In the Scala pattern-matching excerpt below, what is the unapply method also known as?

**Page**
☆ ☆ ☆ ☆ ☆
You can also extract fields from case classes—and classes that have properly implemented unapply methods—and use those in your guard conditions. For example, the case statements in this match expression:

// extract the 'name' in the 'case' and then use that value
def speak(p: Person): Unit = p match
    case Person(name) if name == "Fred" =>
        println("Yabba dabba doo")
    case Person(name) if name == "Bam Bam" =>
        println("Bam bam!")
    case _ =>
        println("Watch the Flintstones!")

will work if Person is defined as a case class:

case class Person(aName: String)

or as a class with a properly implemented unapply method:

class Person(val aName: String)
object Person:
    // 'unapply' deconstructs a Person. it’s also known as an
    // extractor, and Person is an “extractor object.”
    def unapply(p: Person): Option[String] = Some(p.aName)

See Recipe 7.8, “Implementing Pattern Matching with unapply”, for more details on how to write unapply methods.

Discussion

You can use if expressions like this whenever you want to add boolean tests to the left side of case statements (i.e., before the => symbol).

Note that all of these examples could be written by putting the if tests on the right side of the expressions, like this:

case Person(name) =>
    if name == "Fred" then println("Yabba dabba doo")
    else if name == "Bam Bam" then println("Bam bam!")

However, for many situations, your code will be simpler and easier to read by joining the if guard directly with the case statement; it helps to separate the guard from the later business logic.

Also note that this Person example is a little contrived, because Scala’s pattern-matching capabilities let you write the cases like this:

def speak(p: Person): Unit = p match
    case Person("Fred") => println("Yabba dabba doo")
    case Person("Bam Bam") => println("Bam bam!")
    case _ => println("Watch the Flintstones!")

In this case, a guard would really be needed when Person is more complex and you need to do something more than match against its parameters.

Also, as demonstrated in Recipe 4.10, instead of using this code that’s shown in the Solution:

case x if (x == 2 || x == 3) => println(x)

another possible solution is to use a variable-binding pattern:

case x @ (2|3) => println(x)

This code can be read as, “If the match expression value (i) is 2 or 3, assign that value to the variable x, then print x using println.”

4.13 Using a Match Expression Instead of isInstanceOf

Problem

You want to write a block of code to match one type, or multiple different types.

Solution

You can use the isInstanceOf method to test the type of an object:

if x.isInstanceOf[Foo] then ...

However, the “Scala way” is to prefer match expressions for this type of work, because it’s generally much more powerful and convenient to use match than isInstanceOf.
☆ ☆ ☆ ☆ ☆
**Entries**
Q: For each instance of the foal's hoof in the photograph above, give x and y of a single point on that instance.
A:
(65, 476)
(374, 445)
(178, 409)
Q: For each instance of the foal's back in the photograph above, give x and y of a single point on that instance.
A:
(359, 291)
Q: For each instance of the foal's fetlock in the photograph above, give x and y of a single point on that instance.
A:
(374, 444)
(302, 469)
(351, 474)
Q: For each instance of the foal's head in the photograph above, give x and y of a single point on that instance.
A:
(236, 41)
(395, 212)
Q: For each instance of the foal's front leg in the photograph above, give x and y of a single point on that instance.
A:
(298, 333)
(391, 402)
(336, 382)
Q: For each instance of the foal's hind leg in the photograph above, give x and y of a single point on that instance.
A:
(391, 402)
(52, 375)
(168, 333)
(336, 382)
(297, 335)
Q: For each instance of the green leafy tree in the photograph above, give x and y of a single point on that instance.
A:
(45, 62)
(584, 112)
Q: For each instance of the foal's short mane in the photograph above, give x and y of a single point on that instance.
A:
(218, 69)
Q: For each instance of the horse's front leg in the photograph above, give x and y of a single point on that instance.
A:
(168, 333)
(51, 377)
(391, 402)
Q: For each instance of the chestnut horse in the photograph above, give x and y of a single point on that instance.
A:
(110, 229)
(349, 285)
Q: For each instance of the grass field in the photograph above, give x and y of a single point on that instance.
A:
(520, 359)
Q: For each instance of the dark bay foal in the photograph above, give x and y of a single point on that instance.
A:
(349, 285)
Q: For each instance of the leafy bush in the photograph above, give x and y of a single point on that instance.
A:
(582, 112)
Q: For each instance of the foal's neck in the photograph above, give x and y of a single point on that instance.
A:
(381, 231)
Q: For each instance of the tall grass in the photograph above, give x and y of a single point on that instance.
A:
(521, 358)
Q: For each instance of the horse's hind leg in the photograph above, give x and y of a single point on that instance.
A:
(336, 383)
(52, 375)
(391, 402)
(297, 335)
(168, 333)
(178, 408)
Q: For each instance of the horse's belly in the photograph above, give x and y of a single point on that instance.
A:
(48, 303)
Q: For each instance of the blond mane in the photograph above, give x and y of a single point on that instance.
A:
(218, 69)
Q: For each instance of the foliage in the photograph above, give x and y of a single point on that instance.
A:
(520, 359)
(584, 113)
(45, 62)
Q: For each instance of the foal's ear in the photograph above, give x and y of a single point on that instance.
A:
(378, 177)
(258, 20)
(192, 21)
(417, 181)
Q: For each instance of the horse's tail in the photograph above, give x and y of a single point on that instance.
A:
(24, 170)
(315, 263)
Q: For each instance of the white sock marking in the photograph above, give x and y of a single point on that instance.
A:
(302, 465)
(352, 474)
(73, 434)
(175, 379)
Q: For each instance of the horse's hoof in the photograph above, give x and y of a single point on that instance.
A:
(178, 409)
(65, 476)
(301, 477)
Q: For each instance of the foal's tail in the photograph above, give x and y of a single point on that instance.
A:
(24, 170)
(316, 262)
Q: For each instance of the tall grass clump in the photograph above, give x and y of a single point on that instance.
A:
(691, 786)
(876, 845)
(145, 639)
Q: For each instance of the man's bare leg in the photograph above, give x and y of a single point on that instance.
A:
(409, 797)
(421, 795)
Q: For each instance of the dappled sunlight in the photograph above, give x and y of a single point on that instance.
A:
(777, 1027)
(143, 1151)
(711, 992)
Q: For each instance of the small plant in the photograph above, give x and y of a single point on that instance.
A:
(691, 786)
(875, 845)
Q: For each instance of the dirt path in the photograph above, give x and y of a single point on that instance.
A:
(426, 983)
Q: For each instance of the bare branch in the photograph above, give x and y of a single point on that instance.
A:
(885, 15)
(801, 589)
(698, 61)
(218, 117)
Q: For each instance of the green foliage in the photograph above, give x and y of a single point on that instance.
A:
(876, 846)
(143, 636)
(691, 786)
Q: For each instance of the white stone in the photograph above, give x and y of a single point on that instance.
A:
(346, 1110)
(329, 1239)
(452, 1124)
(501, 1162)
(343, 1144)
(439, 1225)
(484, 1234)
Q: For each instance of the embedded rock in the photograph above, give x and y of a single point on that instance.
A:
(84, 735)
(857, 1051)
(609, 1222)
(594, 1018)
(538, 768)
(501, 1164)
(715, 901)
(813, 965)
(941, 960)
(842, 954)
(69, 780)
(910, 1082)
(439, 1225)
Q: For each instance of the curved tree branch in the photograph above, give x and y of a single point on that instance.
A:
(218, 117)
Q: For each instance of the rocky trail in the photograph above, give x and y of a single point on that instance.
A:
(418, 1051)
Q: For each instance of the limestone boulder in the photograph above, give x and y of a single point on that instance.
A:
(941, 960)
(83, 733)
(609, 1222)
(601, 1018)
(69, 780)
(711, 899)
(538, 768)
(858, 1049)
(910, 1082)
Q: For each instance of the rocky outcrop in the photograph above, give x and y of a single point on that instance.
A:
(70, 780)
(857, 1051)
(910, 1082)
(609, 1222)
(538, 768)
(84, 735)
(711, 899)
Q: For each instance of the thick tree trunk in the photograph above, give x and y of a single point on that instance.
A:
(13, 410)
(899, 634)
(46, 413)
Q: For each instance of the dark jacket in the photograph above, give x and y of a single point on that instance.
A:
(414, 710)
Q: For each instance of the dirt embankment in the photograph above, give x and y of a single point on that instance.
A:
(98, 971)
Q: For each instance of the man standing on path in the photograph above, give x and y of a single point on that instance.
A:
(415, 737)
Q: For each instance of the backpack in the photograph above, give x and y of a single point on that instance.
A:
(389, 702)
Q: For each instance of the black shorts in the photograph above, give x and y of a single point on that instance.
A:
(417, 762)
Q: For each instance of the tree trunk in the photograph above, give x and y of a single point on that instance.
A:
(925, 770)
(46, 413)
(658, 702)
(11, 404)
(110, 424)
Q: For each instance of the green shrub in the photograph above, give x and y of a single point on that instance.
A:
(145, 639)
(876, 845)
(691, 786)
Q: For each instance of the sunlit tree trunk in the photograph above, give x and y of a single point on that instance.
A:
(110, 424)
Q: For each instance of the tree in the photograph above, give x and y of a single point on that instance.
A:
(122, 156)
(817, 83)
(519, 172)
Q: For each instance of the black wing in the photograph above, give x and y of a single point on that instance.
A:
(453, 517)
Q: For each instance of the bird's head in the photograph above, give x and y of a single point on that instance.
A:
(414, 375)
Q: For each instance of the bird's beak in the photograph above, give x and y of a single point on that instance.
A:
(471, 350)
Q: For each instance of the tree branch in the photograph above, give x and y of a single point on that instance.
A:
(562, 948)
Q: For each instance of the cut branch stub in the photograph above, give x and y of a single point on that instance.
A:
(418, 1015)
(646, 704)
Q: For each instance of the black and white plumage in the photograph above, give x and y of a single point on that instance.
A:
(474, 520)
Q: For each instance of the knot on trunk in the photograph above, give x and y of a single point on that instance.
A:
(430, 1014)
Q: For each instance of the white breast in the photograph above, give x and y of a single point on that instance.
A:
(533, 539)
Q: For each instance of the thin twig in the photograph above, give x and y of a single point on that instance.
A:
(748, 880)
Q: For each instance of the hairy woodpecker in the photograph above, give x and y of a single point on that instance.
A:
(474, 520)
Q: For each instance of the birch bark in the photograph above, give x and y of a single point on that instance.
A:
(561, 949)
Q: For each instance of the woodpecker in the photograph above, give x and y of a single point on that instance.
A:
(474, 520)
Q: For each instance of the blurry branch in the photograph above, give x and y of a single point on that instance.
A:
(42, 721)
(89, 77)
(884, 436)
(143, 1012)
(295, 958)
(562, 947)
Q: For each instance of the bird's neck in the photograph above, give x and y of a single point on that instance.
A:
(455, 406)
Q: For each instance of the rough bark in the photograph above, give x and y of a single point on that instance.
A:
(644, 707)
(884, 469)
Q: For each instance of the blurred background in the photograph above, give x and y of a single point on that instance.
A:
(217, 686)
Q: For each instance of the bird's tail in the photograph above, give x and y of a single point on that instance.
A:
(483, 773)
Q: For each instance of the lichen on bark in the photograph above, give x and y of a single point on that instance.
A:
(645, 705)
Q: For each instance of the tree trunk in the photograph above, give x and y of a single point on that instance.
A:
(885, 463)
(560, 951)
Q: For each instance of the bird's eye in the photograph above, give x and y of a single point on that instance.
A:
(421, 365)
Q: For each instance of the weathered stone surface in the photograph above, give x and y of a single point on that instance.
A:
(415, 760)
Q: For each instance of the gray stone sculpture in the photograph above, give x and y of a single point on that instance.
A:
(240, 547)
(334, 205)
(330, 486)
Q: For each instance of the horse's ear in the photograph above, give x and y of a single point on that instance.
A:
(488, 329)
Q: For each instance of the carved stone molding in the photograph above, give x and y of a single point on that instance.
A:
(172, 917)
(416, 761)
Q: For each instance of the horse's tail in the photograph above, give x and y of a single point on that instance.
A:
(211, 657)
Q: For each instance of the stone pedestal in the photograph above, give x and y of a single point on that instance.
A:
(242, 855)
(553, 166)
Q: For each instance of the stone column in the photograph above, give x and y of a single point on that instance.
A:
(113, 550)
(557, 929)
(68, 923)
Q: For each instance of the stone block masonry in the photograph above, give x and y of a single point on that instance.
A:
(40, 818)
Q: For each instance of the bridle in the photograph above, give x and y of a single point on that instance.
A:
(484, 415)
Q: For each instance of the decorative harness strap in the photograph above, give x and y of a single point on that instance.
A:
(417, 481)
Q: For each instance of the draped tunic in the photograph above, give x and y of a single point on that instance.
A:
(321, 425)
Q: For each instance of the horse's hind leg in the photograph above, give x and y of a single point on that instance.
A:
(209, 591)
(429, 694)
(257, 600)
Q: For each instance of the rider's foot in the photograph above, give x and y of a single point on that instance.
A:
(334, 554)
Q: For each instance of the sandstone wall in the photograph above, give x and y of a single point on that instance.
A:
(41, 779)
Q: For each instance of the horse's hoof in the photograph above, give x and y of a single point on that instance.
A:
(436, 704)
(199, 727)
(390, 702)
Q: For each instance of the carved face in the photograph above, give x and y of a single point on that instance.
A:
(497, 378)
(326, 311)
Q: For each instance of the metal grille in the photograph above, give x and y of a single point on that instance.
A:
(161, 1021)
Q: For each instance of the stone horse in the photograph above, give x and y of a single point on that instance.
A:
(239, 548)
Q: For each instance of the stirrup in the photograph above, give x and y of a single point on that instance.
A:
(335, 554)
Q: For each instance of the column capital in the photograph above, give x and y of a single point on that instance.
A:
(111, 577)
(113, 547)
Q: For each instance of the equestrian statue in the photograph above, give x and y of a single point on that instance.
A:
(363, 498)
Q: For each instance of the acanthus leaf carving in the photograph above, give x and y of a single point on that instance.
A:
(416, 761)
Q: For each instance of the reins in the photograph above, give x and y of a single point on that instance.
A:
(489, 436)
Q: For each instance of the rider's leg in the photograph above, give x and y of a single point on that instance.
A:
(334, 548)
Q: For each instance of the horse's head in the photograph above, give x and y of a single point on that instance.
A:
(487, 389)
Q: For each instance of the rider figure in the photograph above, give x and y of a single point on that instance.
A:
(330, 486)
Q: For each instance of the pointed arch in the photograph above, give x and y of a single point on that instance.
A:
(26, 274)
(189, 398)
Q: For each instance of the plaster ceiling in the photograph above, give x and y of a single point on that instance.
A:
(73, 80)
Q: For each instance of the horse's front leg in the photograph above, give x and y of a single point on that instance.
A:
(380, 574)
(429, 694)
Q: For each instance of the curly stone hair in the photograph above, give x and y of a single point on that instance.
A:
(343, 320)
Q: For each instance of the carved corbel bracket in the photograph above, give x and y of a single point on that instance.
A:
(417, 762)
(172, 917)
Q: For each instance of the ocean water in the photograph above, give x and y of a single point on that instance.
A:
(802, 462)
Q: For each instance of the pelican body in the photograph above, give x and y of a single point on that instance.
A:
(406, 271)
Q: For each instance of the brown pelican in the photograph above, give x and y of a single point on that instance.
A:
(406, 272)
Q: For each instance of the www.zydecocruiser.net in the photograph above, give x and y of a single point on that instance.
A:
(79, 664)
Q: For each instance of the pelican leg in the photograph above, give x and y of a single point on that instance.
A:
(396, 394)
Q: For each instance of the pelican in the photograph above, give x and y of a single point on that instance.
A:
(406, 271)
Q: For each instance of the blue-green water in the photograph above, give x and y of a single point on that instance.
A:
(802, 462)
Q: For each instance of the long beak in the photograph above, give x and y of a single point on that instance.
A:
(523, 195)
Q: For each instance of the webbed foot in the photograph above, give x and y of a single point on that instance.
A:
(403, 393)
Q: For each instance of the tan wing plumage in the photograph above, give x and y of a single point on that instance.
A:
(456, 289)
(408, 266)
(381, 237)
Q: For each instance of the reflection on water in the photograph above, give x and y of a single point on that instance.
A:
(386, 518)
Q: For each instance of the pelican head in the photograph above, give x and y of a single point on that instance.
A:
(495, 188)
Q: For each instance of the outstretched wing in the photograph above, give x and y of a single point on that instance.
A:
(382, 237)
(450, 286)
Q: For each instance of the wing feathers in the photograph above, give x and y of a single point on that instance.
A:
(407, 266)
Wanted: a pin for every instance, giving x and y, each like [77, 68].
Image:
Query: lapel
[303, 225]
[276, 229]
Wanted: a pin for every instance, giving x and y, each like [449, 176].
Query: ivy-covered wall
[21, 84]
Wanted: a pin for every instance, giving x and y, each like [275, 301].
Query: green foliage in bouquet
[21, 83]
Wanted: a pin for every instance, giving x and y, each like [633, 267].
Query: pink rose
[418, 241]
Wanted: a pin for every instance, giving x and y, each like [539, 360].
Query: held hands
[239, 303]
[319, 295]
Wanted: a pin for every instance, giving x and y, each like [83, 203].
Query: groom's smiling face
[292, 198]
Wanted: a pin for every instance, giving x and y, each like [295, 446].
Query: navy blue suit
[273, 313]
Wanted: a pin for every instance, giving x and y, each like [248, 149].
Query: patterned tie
☆ ☆ ☆ ☆ ☆
**Answer for this exercise**
An extractor.